## Begin Listing

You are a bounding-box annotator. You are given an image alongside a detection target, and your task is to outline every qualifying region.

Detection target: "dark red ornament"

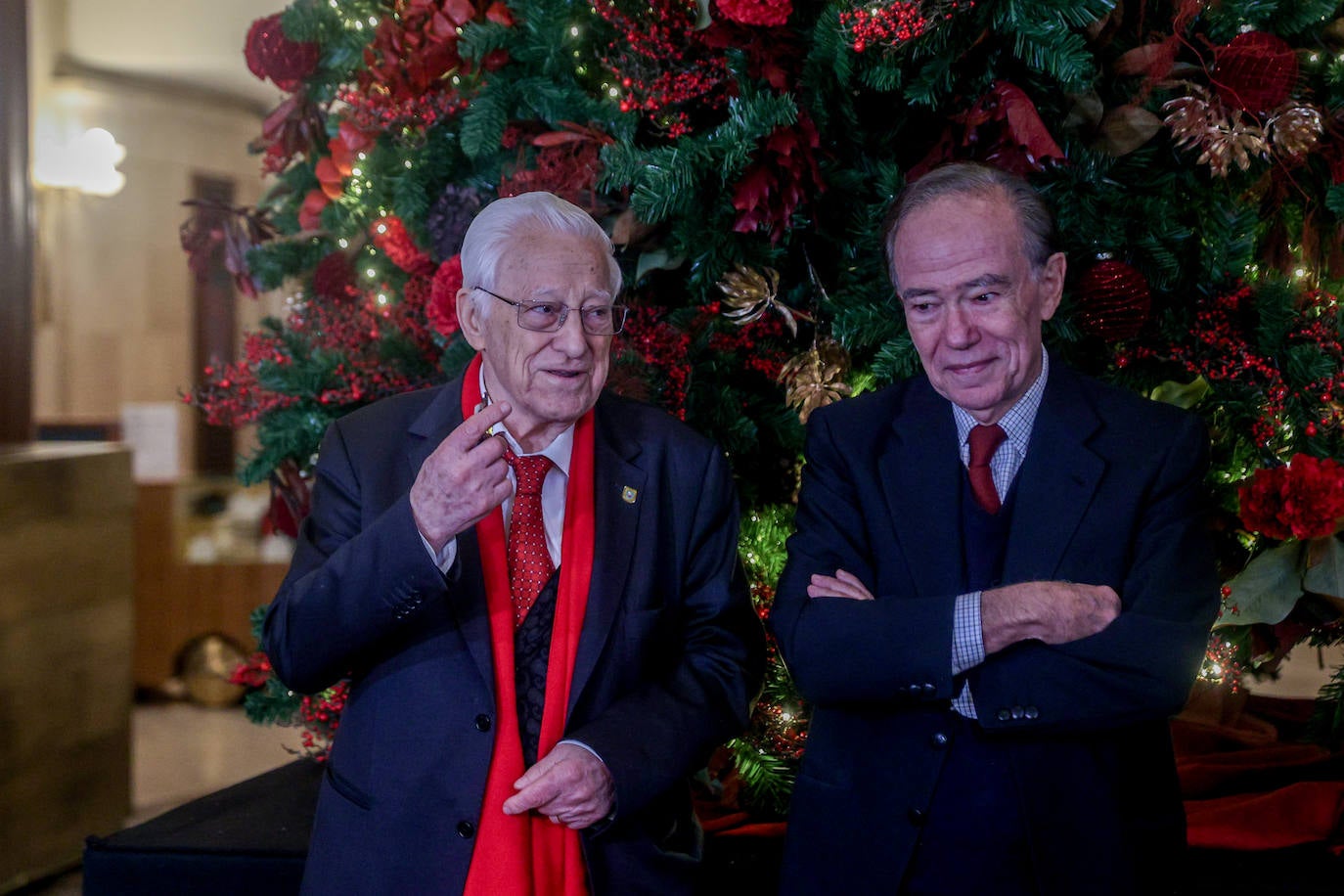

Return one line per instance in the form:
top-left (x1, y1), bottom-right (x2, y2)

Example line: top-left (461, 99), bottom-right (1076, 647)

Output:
top-left (1212, 31), bottom-right (1297, 114)
top-left (1077, 259), bottom-right (1152, 342)
top-left (244, 12), bottom-right (319, 90)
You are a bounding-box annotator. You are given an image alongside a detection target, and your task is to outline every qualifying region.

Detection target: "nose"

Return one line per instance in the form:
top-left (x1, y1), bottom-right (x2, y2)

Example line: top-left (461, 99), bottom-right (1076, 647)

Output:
top-left (946, 302), bottom-right (980, 348)
top-left (551, 307), bottom-right (587, 357)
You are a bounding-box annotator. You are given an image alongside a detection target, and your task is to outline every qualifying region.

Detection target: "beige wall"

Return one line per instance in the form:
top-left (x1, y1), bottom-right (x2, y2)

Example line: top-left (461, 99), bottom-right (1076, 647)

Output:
top-left (31, 1), bottom-right (278, 472)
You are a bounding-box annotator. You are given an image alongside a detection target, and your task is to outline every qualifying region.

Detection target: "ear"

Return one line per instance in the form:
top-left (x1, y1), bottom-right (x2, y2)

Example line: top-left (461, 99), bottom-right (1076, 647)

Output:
top-left (457, 287), bottom-right (485, 352)
top-left (1038, 252), bottom-right (1067, 321)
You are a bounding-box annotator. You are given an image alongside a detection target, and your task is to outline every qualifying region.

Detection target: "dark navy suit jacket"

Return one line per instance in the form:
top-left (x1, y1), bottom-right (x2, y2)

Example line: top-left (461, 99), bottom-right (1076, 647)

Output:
top-left (770, 364), bottom-right (1219, 895)
top-left (265, 381), bottom-right (763, 896)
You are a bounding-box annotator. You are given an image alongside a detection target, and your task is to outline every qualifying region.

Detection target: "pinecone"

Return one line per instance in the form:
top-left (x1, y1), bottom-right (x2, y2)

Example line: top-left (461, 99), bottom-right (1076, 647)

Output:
top-left (1266, 104), bottom-right (1323, 156)
top-left (425, 184), bottom-right (481, 262)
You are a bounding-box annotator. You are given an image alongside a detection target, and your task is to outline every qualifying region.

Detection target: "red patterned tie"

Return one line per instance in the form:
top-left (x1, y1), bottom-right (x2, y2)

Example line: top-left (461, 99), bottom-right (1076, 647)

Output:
top-left (967, 424), bottom-right (1008, 514)
top-left (506, 451), bottom-right (555, 626)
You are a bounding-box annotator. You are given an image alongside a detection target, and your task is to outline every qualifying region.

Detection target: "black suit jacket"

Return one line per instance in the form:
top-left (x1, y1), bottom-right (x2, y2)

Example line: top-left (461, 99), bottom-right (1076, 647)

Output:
top-left (770, 364), bottom-right (1218, 893)
top-left (265, 381), bottom-right (763, 895)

## End Listing

### Given task
Output the lines above as a Markdown table with the columns "No." and "Text", numbering each line and skipping blank ones. Leave out the pictures.

### Output of the task
| No. | Text |
|---|---|
| 1 | You are a bounding-box annotator. You are given an image alongside a detection target, and your task is to outline every qualifying region. |
| 2 | Detection target: "dark red ornament" |
| 3 | Return one line per instance in the form: |
| 4 | top-left (x1, y1), bottom-right (x2, y2) |
| 5 | Example line: top-left (461, 99), bottom-right (1076, 647) |
| 6 | Output: |
| 7 | top-left (1212, 31), bottom-right (1297, 114) |
| 8 | top-left (1077, 259), bottom-right (1152, 342) |
| 9 | top-left (244, 12), bottom-right (319, 90) |
| 10 | You are a bounding-box annotator. You are given an image alongside a detection target, and your task is to outline every qualifying region. |
| 11 | Detection target: "nose" |
| 12 | Return one line per instance in the form: |
| 13 | top-left (x1, y1), bottom-right (x2, y2) |
| 14 | Example line: top-left (461, 99), bottom-right (1076, 647) |
| 15 | Output: |
| 16 | top-left (946, 302), bottom-right (980, 348) |
| 17 | top-left (551, 307), bottom-right (587, 357) |
| 18 | You are a bounding-box annotator. You are given an image alongside a detection target, and your task is to outline every qualifying region. |
| 19 | Detection target: "beige wall" |
| 20 | Return one line per instance in the form: |
| 21 | top-left (x1, y1), bottom-right (x2, y2) |
| 22 | Example line: top-left (461, 99), bottom-right (1076, 647) |
| 23 | Output: |
| 24 | top-left (31, 1), bottom-right (278, 472) |
| 25 | You are a bounding-box annotator. You are given an image alongside a detection target, and your task is to outline every qualifying region. |
| 26 | Detection target: "ear" |
| 27 | Return one line per instance in the form: |
| 28 | top-left (x1, y1), bottom-right (x2, y2) |
| 29 | Example line: top-left (461, 99), bottom-right (1076, 647) |
| 30 | Output: |
| 31 | top-left (457, 287), bottom-right (485, 352) |
| 32 | top-left (1038, 252), bottom-right (1067, 321) |
| 33 | You are a bounding-box annotator. You are given an image alongside a detection target, and your task is to outline every qualifying region. |
| 34 | Detection target: "dark navy suit jacket" |
| 35 | Return one line per instance in the form: |
| 36 | top-left (x1, y1), bottom-right (x2, y2) |
| 37 | Example line: top-left (461, 99), bottom-right (1076, 647) |
| 38 | Output: |
| 39 | top-left (770, 364), bottom-right (1219, 895) |
| 40 | top-left (265, 381), bottom-right (763, 896) |
| 41 | You are a bounding-box annotator. You are given an image alongside a detection target, and your task is to outline every qualifying region. |
| 42 | Detection target: "pinecone" |
| 43 | Return one line per instance in the form: |
| 44 | top-left (x1, y1), bottom-right (x2, y2) |
| 45 | Example line: top-left (461, 99), bottom-right (1076, 647) |
| 46 | Output: |
| 47 | top-left (1266, 104), bottom-right (1323, 156) |
| 48 | top-left (425, 184), bottom-right (481, 262) |
| 49 | You are a bounding-box annotator. You are given an image alongside a detection target, and your task is to outline every qualifying region. |
| 50 | Detection target: "red patterned tie" |
| 51 | Return one line per instance in the form: |
| 52 | top-left (x1, y1), bottom-right (x2, y2) |
| 53 | Example line: top-left (461, 99), bottom-right (1076, 647) |
| 54 | Output: |
| 55 | top-left (967, 424), bottom-right (1008, 514) |
| 56 | top-left (506, 451), bottom-right (555, 626) |
| 57 | You are a bounding-box annotator. You are given an image alongside a detection target, and your task is to outline every qualifying region. |
| 58 | Detection target: "black suit jacket" |
| 59 | Return one line per instance in the form: |
| 60 | top-left (x1, y1), bottom-right (x2, y2) |
| 61 | Example line: top-left (461, 99), bottom-right (1076, 647) |
| 62 | Output: |
| 63 | top-left (770, 364), bottom-right (1218, 893) |
| 64 | top-left (265, 381), bottom-right (763, 895) |